EXERCISE REQUIREMENTS
a: From the passage on the film's reviews, list every person named in it.
b: In the passage on the film's reviews, swap "sympathy" for "affection" and write out the part that opens with the words "Roger Ebert gave" and closes with "liked the film.".
c: Carry the passage on the film's reviews forward, writing the next part from where it stops.

EXERCISE PASSAGE
Roger Ebert gave the film a negative review in December 1997, calling it "not very funny, and maybe couldn't have been very funny no matter what, because the pieces for comedy are not in place... A comedy that hasn't assigned sympathy to some characters and made others hateful cannot expect to get many laughs, because the audience doesn't know who to laugh at, or with." His colleague Gene Siskel disagreed and liked the film.

In her review, Janet Maslin of The New York Times declared it "the family film least insulting to its audience's intelligence this season", adding that it "has some grown-up appeal along with enough mouse mischief to have children giggling." Maslin noted that "the violence is good-humored and non-scary, but there are a couple of absolutely needless sexual references." Lisa Alspector of the Chicago Reader had a negative view of the wide age range appeal, calling it a "desperately all-ages movie [that] just emphasizes its banality by throwing money and effort into effects and production design at the expense of pacing." Ken Fox of TV Guide considered the cinematography of the film to be a "technical marvel", adding that "the many chases through rooms, under floors and behind walls — including one very scary encounter with a nail-gun — are all done to jaw-dropping, state-of-the-art perfection."

RAW DATA
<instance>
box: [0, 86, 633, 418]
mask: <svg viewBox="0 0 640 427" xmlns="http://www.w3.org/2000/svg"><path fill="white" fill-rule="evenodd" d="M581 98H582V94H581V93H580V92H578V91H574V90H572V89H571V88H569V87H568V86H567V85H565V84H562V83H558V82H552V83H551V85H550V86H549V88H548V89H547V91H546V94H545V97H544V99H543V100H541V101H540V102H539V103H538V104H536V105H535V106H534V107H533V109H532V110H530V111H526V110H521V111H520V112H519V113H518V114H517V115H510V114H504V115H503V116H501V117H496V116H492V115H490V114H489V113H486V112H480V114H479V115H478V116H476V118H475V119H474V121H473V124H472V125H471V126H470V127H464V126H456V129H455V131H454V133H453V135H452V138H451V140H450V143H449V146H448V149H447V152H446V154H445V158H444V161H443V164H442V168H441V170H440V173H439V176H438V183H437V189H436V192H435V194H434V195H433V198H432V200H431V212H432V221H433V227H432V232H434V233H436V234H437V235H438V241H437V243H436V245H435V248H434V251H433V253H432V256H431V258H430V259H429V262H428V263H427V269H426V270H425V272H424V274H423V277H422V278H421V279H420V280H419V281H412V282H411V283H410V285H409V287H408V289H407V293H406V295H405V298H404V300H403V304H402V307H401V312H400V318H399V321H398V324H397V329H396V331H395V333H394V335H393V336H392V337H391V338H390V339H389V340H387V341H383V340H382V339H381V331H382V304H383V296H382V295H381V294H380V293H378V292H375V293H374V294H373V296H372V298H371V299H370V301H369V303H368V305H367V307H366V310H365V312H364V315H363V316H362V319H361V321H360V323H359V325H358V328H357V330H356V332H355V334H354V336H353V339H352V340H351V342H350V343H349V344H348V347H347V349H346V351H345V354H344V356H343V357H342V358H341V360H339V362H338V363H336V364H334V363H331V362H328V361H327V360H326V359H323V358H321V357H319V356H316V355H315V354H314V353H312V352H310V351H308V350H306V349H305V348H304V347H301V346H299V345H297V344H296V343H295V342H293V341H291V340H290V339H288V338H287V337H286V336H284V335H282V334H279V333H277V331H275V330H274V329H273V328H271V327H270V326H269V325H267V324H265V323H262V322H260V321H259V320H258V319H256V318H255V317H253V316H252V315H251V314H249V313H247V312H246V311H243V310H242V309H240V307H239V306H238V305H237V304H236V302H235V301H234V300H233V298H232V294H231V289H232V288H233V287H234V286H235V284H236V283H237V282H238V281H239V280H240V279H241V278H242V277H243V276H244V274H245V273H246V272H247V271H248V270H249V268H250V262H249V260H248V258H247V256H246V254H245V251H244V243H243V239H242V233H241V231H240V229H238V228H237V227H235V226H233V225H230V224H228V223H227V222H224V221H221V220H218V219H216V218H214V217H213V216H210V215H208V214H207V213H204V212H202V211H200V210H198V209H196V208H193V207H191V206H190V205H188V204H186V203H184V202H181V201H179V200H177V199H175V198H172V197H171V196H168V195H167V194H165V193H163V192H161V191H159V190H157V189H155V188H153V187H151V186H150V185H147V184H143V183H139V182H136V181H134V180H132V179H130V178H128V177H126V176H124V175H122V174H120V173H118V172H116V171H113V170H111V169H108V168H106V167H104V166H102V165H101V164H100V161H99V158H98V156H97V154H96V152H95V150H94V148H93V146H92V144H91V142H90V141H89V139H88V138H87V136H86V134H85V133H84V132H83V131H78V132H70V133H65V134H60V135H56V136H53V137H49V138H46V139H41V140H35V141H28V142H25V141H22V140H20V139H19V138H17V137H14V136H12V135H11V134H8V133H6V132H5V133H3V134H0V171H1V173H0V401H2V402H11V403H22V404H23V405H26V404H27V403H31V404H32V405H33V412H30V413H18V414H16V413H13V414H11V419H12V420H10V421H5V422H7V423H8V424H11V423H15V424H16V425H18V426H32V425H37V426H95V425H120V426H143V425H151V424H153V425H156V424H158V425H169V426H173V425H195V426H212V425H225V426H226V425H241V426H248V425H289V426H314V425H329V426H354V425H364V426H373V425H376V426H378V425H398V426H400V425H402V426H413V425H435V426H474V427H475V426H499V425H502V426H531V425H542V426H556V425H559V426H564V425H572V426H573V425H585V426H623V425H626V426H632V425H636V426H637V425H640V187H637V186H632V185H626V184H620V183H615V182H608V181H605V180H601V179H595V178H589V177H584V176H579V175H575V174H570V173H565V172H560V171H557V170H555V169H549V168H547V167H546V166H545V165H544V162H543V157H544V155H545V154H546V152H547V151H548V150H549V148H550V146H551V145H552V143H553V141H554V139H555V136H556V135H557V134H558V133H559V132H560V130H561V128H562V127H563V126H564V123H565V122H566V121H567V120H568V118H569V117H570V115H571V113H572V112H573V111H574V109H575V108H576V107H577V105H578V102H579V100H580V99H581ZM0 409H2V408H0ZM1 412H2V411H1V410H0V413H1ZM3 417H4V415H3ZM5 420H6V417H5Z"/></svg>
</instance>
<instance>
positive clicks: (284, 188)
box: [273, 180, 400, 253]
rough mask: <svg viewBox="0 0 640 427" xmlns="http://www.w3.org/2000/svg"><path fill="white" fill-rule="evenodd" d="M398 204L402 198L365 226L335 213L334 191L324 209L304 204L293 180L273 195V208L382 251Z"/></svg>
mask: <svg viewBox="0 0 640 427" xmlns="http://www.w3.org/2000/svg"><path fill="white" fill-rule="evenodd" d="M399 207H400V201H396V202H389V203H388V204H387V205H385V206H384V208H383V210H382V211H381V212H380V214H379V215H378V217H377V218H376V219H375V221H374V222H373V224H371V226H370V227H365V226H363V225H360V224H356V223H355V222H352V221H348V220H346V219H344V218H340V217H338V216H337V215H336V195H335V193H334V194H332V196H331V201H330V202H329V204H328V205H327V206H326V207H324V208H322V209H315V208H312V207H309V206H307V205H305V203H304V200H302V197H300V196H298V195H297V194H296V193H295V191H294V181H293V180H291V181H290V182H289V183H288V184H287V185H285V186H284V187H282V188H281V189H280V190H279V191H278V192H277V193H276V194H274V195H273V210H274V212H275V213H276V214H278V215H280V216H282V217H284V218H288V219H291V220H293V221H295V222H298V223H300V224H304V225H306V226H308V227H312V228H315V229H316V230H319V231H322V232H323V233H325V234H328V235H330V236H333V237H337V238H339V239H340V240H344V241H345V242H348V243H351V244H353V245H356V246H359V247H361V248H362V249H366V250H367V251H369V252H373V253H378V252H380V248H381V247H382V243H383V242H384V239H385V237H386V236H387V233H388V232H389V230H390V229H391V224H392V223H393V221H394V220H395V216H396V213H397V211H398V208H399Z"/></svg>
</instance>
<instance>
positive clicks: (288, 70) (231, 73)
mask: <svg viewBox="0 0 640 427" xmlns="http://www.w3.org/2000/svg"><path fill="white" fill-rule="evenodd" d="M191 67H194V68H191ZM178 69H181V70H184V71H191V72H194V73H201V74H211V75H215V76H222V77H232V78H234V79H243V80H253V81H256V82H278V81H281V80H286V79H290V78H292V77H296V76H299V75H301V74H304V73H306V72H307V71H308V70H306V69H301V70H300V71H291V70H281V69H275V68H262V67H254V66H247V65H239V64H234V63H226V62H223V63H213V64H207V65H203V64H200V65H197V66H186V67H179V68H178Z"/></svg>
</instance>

ANSWERS GIVEN
a: Roger Ebert, Gene Siskel, Janet Maslin, Lisa Alspector, Ken Fox

b:
Roger Ebert gave the film a negative review in December 1997, calling it "not very funny, and maybe couldn't have been very funny no matter what, because the pieces for comedy are not in place... A comedy that hasn't assigned affection to some characters and made others hateful cannot expect to get many laughs, because the audience doesn't know who to laugh at, or with." His colleague Gene Siskel disagreed and liked the film.

c:
Paul Malcolm of the LA Weekly considered the film's charm to "lie in its surprisingly dark atmosphere and its almost subversive sense of humor." Joe Leydon of Variety said in December 1997 that Adam Rifkin's script was "clever", adding "the most special effect in Mouse Hunt is the well-timed give-and-take between the top billed human stars. Lane mixes sharp tongued sarcasm and self satisfied fussiness to create a character who echoes Oliver Hardy and, occasionally, Groucho Marx [and] together, the two leads bring out the best, and the funniest, in each other." Leydon also commented on the performance of the mice, saying that in one escape scene a mouse "looks very much like a panicky bit player trapped below deck in Titanic." In December 1997, Marc Savlov of The Austin Chronicle gave it three and a half out of five stars, calling it a "dark and energetic" comedy. Savlov viewed the concept of the film to be a dig at Disney, since the villain was a mouse and DreamWorks co-founder Jeffrey Katzenberg used to work for Disney.